■ Consigne A:
Répondez brièvement à ces questions sur l'extrait consacré au déclin démographique des Rapa Nui :
(i) Selon les fouilles de Terry Hunt et Carl Lipo, qu'est-ce qui a causé la déforestation ?
(ii) Combien de Pascuas l'expédition péruvienne de 1862 a-t-elle enlevés ?
(iii) Qui administre l'île de 1953 à 1966 ?
■ Consigne B: Reprenez, s'il vous plaît, l'extrait consacré au déclin démographique des Rapa Nui et prolongez-le à partir de sa dernière phrase.

■ Extrait:
- - - - -
Les fouilles de Terry Hunt et Carl Lipo, si elles ont pu montrer que la déforestation a bien eu lieu et qu’elle a été causée par des rats ayant mangé les graines des palmiers, n’ont pas pour autant conclu que cette dernière était à l’origine de la baisse brutale du nombre d’habitants. 

 

L’hypothèse des maladies européennes 

La supposition la plus répandue aujourd’hui est celle des maladies apportées par les premiers explorateurs européens qui auraient décimé la population,  passée de trois mille habitants au moment de sa découverte à cent quinze à la fin du XIXème siècle. 

 

Une population à la merci de pays voisins

Le déclin démographique peut aussi se lire à l’aune d’une période sombre de l’histoire de l’île. En 1862, le Pérou dirige une expédition qui enlève 1500 Pascuas pour les emmener de force dans des mines de salpêtre où ils travailleront comme esclaves. 

Quelques années plus tard, en 1888, le Chili annexe l’île via le Traité des volontés : le roi Pascua Atamu Tekena signe cet accord d’amitié avec Policarpo Toro, représentant du gouvernement chilien. Le Chili prend en charge l’administration de l’île mais doit assurer en échange la protection du peuple Rapa Nui. Très vite, le gouvernement chilien, sous couvert de domination administrative, déplace les Rapa Nui à Hanga Roa, capitale de l’île, où ils sont rassemblés. 

A partir de 1895 et jusqu’en 1953, le Chili sous-traite l’exploitation de l’île à des compagnies étrangères. Puis de 1953 à 1966, c’est la marine des forces armées chiliennes qui prend le relais de l’administration de l’île. « Jusqu’à cette date, les Rapa Nui ne pourront pas sortir de la capitale où le Chili les a tous rassemblés », poursuit le photographe.

Crédit: Marion et Yves Lecailtel.

Crédit: Marion et Yves Lecailtel.
- - - - -
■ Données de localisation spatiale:
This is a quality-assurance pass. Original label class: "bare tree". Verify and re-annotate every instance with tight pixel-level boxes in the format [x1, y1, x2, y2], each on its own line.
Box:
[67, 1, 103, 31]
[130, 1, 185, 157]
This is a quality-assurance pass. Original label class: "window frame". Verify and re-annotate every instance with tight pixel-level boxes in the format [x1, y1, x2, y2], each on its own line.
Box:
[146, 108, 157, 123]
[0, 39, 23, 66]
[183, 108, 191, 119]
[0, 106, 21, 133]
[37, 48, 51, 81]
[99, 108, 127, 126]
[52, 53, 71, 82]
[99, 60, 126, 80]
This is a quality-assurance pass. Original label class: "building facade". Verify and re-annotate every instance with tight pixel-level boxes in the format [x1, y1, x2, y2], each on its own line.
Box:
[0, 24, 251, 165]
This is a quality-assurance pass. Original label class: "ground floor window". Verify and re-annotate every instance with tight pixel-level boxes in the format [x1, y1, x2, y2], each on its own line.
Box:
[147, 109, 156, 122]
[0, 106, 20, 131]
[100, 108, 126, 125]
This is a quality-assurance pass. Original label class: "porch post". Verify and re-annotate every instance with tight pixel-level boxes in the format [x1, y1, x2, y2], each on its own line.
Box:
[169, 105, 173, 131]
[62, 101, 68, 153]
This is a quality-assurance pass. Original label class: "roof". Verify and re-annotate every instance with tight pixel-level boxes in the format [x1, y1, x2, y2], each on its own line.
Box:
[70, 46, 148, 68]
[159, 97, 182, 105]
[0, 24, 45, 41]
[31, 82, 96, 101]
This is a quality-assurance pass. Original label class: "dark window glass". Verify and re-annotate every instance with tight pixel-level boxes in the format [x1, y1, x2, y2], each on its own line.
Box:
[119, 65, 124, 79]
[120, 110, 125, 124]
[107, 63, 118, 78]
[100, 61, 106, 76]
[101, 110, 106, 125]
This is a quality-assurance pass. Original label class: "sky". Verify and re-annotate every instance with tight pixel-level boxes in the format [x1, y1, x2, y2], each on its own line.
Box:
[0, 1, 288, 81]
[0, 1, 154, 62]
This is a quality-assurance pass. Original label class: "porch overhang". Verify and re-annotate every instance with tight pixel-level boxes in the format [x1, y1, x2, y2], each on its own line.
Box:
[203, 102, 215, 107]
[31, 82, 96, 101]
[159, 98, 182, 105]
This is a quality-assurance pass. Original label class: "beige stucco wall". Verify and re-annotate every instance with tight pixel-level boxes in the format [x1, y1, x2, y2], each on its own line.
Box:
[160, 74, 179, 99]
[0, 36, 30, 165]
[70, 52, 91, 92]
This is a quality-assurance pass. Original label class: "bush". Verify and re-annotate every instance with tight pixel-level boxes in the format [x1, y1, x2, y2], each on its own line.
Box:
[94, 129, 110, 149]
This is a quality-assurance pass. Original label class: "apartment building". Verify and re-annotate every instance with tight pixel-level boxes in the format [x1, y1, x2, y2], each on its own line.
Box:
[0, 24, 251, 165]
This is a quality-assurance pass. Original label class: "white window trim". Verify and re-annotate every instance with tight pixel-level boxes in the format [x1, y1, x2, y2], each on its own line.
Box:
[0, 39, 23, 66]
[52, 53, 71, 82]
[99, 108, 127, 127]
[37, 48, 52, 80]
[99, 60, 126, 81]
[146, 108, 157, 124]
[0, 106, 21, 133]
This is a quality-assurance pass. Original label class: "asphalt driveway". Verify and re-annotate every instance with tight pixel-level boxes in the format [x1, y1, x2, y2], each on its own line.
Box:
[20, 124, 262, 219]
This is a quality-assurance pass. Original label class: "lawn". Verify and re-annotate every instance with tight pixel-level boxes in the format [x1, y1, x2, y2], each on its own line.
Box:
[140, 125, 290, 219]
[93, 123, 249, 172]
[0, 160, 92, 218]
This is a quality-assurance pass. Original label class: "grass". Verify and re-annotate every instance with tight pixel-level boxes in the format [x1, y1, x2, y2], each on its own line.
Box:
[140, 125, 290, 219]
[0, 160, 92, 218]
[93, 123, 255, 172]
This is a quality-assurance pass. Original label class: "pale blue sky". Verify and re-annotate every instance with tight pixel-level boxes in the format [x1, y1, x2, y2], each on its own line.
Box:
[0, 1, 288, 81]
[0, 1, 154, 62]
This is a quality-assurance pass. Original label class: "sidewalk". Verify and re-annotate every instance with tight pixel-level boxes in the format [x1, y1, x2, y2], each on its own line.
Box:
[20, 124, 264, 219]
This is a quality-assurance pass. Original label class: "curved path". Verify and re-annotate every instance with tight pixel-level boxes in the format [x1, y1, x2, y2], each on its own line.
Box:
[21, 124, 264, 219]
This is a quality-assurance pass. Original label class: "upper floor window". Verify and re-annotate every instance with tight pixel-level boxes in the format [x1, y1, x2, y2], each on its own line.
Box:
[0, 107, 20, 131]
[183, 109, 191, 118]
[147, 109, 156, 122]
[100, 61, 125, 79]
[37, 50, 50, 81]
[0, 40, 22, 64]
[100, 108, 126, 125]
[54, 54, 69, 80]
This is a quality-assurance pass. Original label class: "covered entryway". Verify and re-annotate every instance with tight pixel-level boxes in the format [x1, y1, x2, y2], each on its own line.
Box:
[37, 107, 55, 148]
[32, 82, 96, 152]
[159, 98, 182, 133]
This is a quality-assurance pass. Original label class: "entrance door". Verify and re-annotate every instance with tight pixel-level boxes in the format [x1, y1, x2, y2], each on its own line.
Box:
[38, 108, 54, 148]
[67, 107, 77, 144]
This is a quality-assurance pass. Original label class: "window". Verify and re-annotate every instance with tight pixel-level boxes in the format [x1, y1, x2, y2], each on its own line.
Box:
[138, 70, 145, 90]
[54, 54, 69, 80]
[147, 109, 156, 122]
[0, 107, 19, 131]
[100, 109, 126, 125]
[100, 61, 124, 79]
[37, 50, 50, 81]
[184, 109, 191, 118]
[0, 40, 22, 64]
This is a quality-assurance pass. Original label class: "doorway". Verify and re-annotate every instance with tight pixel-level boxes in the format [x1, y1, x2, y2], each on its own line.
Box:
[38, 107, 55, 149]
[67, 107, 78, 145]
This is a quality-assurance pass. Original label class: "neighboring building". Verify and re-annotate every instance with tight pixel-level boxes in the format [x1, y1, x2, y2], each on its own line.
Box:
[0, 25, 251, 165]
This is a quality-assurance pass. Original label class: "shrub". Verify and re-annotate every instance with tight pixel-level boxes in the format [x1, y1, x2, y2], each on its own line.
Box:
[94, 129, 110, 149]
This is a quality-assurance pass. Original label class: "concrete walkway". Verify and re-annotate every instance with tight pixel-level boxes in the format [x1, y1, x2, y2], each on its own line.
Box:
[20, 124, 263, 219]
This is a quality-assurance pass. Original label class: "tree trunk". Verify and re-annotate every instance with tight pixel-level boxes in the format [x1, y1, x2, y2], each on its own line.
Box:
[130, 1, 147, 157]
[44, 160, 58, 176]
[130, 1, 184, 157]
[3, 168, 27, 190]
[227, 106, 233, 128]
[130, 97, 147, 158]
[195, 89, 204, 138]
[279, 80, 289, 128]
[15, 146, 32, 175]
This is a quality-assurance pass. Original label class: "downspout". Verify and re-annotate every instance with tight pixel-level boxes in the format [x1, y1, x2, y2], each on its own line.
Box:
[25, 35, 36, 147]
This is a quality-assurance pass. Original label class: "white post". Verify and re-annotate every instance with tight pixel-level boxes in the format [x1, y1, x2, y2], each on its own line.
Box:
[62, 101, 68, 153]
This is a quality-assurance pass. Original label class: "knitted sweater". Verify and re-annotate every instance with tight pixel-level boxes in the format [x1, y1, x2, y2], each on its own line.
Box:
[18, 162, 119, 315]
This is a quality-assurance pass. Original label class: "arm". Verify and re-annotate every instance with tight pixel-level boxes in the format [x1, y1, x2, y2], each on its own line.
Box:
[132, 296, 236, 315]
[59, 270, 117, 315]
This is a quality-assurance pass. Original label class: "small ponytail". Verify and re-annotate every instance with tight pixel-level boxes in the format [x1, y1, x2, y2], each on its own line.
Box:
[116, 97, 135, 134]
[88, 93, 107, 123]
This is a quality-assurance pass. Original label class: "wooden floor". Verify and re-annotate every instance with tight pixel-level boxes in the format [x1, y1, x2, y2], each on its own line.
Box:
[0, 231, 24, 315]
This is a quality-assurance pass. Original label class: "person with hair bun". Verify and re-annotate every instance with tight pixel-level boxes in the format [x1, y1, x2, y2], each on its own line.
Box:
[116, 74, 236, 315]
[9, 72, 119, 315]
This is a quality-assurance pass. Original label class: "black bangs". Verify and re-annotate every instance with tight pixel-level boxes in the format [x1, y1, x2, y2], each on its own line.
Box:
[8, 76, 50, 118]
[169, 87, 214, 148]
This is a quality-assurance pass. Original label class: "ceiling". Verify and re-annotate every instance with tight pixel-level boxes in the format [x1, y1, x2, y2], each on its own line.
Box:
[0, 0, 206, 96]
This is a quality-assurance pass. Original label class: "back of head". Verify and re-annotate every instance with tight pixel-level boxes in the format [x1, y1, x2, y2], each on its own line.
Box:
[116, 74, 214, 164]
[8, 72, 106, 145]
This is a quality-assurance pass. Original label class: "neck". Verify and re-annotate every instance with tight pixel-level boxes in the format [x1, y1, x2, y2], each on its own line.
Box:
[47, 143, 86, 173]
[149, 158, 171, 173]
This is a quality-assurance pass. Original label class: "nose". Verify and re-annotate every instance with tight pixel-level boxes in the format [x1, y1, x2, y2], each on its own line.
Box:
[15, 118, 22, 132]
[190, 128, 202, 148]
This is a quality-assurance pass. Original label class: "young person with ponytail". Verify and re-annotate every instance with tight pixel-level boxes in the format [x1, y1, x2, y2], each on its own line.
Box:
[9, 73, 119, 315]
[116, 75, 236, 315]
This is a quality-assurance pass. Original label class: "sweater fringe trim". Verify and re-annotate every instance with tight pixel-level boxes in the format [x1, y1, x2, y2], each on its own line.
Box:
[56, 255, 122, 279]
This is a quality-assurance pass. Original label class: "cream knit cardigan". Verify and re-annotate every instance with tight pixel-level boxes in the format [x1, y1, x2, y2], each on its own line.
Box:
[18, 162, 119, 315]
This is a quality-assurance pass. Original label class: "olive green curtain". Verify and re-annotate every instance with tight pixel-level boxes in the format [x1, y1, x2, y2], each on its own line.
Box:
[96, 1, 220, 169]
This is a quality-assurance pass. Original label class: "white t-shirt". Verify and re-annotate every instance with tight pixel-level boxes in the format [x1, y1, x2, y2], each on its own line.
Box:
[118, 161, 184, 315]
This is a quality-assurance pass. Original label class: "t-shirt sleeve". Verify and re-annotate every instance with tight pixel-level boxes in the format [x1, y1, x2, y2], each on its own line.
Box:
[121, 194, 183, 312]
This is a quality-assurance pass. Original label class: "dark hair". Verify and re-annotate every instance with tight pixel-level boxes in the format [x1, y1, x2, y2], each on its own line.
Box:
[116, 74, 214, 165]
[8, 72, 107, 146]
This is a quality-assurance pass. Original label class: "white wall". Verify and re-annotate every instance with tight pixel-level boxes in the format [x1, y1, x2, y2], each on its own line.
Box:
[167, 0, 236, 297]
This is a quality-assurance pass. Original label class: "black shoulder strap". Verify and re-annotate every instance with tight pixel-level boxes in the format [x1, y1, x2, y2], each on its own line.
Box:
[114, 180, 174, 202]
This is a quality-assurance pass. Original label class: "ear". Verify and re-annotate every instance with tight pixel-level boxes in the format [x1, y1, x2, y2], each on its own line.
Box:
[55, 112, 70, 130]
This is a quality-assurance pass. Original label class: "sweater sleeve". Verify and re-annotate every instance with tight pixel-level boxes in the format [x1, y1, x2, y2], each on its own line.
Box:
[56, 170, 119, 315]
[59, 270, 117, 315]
- - - - -
■ Réponse A:
(i) Des rats qui ont mangé les graines des palmiers.
(ii) 1500 Pascuas.
(iii) La marine des forces armées chiliennes.

■ Réponse B:
Les Moaïs ont-ils marché ? 

Aujourd’hui, l’île abrite autour de 4500 habitants mais le mystère demeure encore quant à ses 2000 autres résidents, figés dans leur immuable silence depuis des siècles : les fameux Moaï, ces statues géantes en lave, mesurant de trois à dix mètres de hauteur. 

La question qui a agité les spécialistes s’est focalisée sur le transport de ces colosses en pierre. Comment ont-ils été emmenés de l’unique carrière où ils étaient conçus aux endroits où ils se trouvent actuellement dans l’île? Certains se dressant face à la mer et d’autres lui tournant le dos. La signification de ces postures pourrait être liée à l’origine de la population Rapa Nui qui proviendrait, selon Hunt et Lipo, de Polynésie. 

Pour Jared Diamond, les statues auraient été placées sur des rondins de bois et acheminées en position couchée. Avis non partagé par Cristian Moreno Pakarati, premier historien Rapa Nui diplômé de l’Université du Chili, qui prône la réaffirmation de l’identité autochtone Rapa Nui. Pour lui, les Moaï sont empreints du Mana (esprit divin et puissant dans la tradition pascua) et auraient cheminé en autonomie jusqu’à leur destination. 

Marcher, oui, mais pas seuls. C’est ce que défendent Hunt et Lipo. Pendant leurs études de terrain, les deux archéologues ont entrepris de charrier les statues avec des cordes. Pour eux, la conclusion est la suivante : les Moaï étaient d’abord taillés, couchés dans la pierre, puis mis debout le plus vite possible et terminés comme tel. Ce qui pourrait expliquer la découverte de nombreuses statues retrouvées gisant sur le sol, brisées, et qui contribue à étayer cette théorie. Hunt et Lipo ont remarqué que celles tombées dans les montées étaient sur le dos tandis que celles dans les descentes se trouvaient sur le ventre, face contre terre. Certaines ont d’ores et déjà été remises sur pied par l’Etat chilien mais aussi par les archéologues. 

Restent en débat l’éventuelle signification de la différence de taille entre les Moaï, leur degré de sophistication ou bien l’interprétation de l’écriture pascua, le rongo rongo, toujours indéchiffrable à ce jour.